> **TÂCHE COURTE 1**: Recopiez la partie de la liste qui s'ouvre sur la ligne contenant "Objective — drop a marker on each instance of the tree" et se ferme sur la ligne contenant "[[290, 83], [37, 117], [257, 118], [202, 55], [13, 149]]", ces deux lignes comprises. Reproduisez aussi les consignes, et décalez de 64 chaque coordonnée donnée dans les réponses.

> **EXTRAIT DU TEXTE**:
____________________
Avez-vous déjà terminé la deuxième saison de «Wednesday», la série fantasy gothique avec Jenna Ortega? Si oui, sans doute avez-vous cédé à l'irrésistible bouton «Prochain épisode», brandi par Netflix dès les premières notes du générique de fin. Normal: comment supporter le suspense d'un récit finement tricoté, lorsque la suite de l'histoire est instantanément accessible? Résultat: on s'autorise à dévorer la moitié d'une saison d'une seule traite, avant de se laisser retomber, repus, contre le dossier du canapé, avec la vague impression d'émerger d'une tout autre vie.
C'est la source du «binge-watching», une habitude tellement ancrée dans nos modes de vie qu'un nombre impressionnant d'études scientifiques ont tenté de la décortiquer. La dernière en date est parue cet été dans la revue «Acta Psychologica». Repérée par le site Fast Company et réalisée par une équipe de chercheurs issue de l'Université de Géorgie, aux États-Unis, elle stipule que l'habitude d'enchaîner des épisodes peut s'avérer bénéfique pour le cerveau.
Récupérer après une journée stressante
D'après les chercheurs, le fait de se plonger dans un récit fictif durant plusieurs heures active une capacité cognitive nommée «l'engagement imaginatif rétrospectif»: pour résumer, lorsqu'on s'échappe de la réalité pour s'investir mentalement dans une histoire qui nous passionne, notre esprit «baigne» en quelque sorte dans la narration, les personnages et l'ambiance de la série. Ces éléments, imprégnés dans notre mémoire, continuent de nous accompagner une fois l'écran: on se demande ce qu'on aurait fait à la place du protagoniste, on analyse la conclusion de l'histoire, on se souvient des émotions vécues en regardant la production... Le cerveau reste «investi», trie, analyse et crée d'autres scénarios imaginaires.
____________________
> **MATÉRIEL D'EXERCICE**:

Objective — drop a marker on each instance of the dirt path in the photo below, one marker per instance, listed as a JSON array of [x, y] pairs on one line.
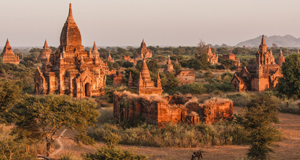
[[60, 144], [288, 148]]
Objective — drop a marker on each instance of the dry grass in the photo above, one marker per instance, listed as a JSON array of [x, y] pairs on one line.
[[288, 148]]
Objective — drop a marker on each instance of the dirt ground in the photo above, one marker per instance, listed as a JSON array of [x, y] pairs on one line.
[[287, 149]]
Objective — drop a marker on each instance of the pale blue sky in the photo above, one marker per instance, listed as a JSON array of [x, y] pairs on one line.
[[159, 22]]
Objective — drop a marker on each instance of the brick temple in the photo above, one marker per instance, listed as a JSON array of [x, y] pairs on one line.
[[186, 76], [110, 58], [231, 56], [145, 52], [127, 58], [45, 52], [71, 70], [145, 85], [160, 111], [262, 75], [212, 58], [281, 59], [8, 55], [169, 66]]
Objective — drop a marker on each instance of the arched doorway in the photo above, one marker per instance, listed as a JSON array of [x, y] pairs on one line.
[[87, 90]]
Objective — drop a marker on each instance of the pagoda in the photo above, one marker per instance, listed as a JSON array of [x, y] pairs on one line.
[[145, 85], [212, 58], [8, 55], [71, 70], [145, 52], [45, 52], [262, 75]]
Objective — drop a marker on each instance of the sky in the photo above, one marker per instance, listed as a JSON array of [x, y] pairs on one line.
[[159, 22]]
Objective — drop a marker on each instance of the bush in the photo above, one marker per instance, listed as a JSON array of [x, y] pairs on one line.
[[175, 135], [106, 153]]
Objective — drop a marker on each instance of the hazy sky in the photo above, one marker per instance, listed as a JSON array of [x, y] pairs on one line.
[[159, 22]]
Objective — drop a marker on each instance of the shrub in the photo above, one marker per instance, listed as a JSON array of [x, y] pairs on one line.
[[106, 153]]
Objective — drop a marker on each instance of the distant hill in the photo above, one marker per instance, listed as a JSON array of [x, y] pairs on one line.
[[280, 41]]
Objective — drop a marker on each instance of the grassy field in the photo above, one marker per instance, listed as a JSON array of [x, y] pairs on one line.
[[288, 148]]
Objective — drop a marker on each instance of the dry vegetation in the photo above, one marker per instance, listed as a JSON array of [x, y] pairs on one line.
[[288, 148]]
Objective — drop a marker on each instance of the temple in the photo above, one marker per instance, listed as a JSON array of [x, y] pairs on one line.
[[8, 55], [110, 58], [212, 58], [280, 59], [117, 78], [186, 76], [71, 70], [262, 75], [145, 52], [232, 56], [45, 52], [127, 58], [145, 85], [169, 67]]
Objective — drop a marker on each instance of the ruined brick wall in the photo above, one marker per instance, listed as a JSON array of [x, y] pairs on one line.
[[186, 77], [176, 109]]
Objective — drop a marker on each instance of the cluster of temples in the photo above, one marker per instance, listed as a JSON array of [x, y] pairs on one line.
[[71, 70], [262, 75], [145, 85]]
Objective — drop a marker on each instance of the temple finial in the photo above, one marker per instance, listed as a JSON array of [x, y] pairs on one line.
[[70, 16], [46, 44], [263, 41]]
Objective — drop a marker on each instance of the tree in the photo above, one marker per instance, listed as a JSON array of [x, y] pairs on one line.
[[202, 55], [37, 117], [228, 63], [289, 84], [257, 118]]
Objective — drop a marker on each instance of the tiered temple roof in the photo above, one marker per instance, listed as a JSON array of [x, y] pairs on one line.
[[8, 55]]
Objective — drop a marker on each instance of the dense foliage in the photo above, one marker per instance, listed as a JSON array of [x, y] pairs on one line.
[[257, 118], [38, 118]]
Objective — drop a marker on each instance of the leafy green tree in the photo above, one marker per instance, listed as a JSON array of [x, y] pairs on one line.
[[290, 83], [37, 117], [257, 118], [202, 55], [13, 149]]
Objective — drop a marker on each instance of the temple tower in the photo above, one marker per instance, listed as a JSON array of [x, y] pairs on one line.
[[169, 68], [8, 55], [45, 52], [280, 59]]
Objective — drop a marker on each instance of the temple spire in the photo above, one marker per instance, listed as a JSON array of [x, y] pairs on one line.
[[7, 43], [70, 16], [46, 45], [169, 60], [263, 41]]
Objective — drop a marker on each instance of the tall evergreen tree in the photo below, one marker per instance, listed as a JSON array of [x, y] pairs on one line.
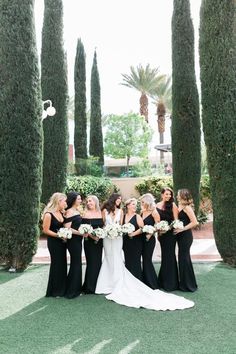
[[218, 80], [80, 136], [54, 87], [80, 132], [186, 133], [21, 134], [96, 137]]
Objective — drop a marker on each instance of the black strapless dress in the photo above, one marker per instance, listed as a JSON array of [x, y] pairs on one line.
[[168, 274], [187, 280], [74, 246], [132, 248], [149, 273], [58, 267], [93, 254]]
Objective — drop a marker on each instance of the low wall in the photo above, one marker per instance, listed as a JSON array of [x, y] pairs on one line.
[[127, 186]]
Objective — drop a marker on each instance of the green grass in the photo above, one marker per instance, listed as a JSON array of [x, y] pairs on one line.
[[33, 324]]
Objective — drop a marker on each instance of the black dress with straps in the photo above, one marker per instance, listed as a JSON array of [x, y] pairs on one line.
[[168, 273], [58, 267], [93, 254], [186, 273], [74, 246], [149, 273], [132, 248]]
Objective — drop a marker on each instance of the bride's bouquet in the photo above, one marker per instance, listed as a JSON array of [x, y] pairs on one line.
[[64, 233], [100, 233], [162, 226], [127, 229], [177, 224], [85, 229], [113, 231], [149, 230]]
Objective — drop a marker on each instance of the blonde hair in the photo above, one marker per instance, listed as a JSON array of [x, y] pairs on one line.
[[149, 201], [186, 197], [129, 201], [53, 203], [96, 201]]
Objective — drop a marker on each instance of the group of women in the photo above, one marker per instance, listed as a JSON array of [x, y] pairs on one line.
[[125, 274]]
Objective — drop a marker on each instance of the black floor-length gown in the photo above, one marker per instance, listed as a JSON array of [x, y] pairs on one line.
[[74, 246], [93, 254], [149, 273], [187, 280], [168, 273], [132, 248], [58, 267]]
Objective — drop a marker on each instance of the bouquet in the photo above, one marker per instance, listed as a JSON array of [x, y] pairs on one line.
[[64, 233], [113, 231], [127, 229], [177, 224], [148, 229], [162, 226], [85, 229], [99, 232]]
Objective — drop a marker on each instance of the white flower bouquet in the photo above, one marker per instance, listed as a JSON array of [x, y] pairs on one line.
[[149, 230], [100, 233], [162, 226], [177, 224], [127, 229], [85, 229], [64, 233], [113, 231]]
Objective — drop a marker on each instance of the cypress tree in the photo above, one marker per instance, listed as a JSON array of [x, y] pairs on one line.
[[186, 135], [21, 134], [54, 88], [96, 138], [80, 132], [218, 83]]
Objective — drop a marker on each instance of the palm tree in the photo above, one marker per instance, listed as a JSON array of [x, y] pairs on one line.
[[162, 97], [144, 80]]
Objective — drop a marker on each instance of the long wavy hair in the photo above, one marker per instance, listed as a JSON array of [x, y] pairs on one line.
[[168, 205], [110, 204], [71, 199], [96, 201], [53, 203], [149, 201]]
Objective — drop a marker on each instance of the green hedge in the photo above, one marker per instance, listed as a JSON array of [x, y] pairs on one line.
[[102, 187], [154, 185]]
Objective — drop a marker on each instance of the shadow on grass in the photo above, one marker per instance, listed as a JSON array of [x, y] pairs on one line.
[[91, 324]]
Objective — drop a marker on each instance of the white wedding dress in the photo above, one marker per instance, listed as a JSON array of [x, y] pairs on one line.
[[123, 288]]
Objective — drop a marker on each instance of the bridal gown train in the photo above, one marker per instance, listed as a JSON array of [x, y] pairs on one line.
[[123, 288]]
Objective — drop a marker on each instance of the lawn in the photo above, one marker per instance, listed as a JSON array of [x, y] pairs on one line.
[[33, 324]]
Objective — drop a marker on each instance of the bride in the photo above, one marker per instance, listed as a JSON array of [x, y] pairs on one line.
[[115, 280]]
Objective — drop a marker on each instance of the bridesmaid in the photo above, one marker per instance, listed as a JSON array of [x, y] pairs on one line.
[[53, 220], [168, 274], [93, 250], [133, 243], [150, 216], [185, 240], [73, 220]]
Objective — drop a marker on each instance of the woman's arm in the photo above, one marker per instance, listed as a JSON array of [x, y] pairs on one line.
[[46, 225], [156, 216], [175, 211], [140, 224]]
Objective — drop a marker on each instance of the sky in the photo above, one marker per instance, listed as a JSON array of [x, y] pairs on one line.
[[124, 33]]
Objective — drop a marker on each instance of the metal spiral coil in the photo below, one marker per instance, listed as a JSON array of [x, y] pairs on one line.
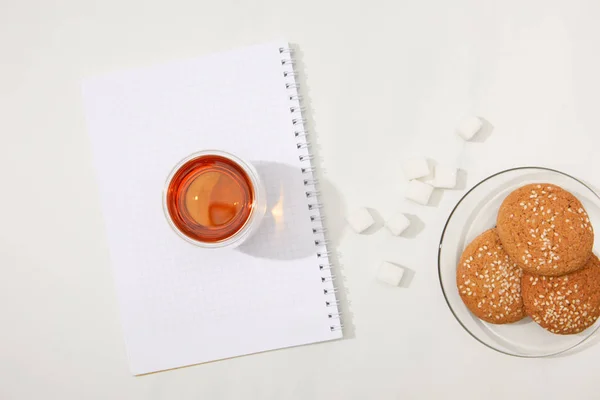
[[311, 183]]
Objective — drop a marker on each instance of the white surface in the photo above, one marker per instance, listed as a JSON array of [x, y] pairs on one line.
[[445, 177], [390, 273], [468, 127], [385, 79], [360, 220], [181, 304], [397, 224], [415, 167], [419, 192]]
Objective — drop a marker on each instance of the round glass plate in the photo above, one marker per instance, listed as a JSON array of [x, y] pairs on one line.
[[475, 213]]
____________________
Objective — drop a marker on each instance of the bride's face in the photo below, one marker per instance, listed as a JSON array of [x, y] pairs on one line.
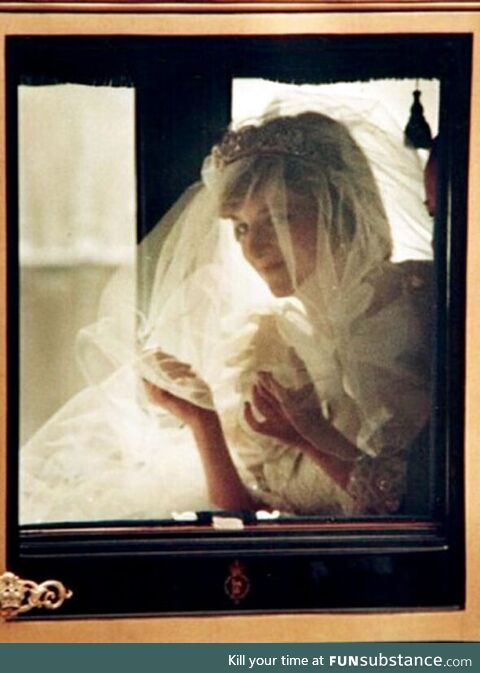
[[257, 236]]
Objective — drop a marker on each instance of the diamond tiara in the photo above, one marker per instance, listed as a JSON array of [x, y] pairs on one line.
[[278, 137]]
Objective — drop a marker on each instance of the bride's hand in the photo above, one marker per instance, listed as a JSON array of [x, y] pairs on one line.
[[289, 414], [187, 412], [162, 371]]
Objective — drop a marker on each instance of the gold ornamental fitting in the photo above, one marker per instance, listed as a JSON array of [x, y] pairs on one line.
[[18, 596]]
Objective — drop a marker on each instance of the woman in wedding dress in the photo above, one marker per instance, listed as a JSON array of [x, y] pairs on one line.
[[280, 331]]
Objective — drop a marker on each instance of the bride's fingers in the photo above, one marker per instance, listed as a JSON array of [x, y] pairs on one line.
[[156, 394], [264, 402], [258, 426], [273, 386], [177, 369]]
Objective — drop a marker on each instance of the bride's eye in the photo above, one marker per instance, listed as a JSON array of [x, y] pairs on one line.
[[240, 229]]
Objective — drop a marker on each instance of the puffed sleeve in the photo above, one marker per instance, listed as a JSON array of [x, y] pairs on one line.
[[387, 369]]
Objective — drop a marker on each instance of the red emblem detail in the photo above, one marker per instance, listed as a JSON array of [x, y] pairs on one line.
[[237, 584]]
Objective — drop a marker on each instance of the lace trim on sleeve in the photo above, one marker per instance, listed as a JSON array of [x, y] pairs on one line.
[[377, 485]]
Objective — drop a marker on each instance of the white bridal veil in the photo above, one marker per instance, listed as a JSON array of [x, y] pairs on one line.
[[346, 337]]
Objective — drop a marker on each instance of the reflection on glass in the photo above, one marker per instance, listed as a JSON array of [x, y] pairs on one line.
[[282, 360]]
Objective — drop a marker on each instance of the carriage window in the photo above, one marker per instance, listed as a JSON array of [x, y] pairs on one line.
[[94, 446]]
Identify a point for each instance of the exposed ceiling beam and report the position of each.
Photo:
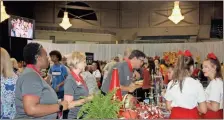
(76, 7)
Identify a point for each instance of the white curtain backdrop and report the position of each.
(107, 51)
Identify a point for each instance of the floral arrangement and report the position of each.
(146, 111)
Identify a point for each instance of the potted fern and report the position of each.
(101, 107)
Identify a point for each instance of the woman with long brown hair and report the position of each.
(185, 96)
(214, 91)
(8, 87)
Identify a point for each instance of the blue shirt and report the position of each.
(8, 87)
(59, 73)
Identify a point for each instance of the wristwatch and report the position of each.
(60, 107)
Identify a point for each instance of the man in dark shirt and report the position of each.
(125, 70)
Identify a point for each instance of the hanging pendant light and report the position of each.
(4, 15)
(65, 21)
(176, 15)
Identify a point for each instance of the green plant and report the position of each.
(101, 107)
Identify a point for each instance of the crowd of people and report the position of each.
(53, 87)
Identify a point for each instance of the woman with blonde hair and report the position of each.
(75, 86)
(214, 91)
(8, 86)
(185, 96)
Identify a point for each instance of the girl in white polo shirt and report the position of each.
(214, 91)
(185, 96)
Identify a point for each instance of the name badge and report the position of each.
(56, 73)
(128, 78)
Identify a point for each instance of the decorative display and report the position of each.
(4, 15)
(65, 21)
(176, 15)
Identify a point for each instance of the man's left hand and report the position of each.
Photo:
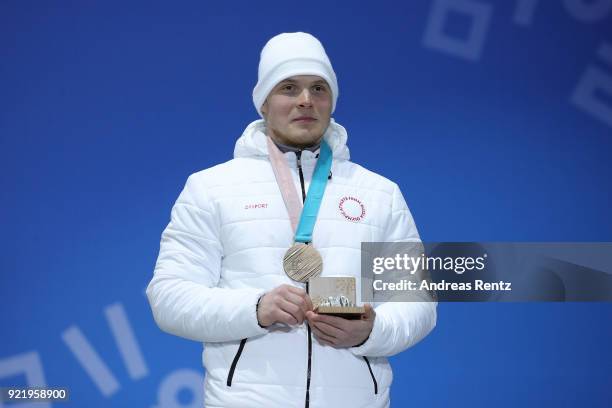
____________________
> **TÂCHE COURTE 2**: Dans quelle revue la plus récente étude sur le binge-watching citée par l'article est-elle parue ?

> **RÉSULTAT 1**:
Objective — drop a marker on each instance of the tree in the photo above, one marker per instance, listed as a JSON array of [x, y] pairs on one line.
[[266, 119], [101, 181], [292, 127], [353, 148], [321, 182]]
Objective — drop a marker on each instance of the tiered temple roof in the photo above, one marker per instance, listed as a JSON array of [x, y] pairs on one line.
[[72, 119]]
Objective — drop a marker on each instance of the dense foliage in the photo above, one marker per instance, listed as a JSON array of [x, y] pairs on one line.
[[321, 182], [102, 182]]
Objective — drop a marker on each instance of the leafy green tree in the photo above, one marker per instance, listed as a JSON array of [x, y] pairs on one line.
[[354, 147], [101, 181], [321, 182], [266, 119], [77, 213]]

> **RÉSULTAT 2**: Dans la revue «Acta Psychologica».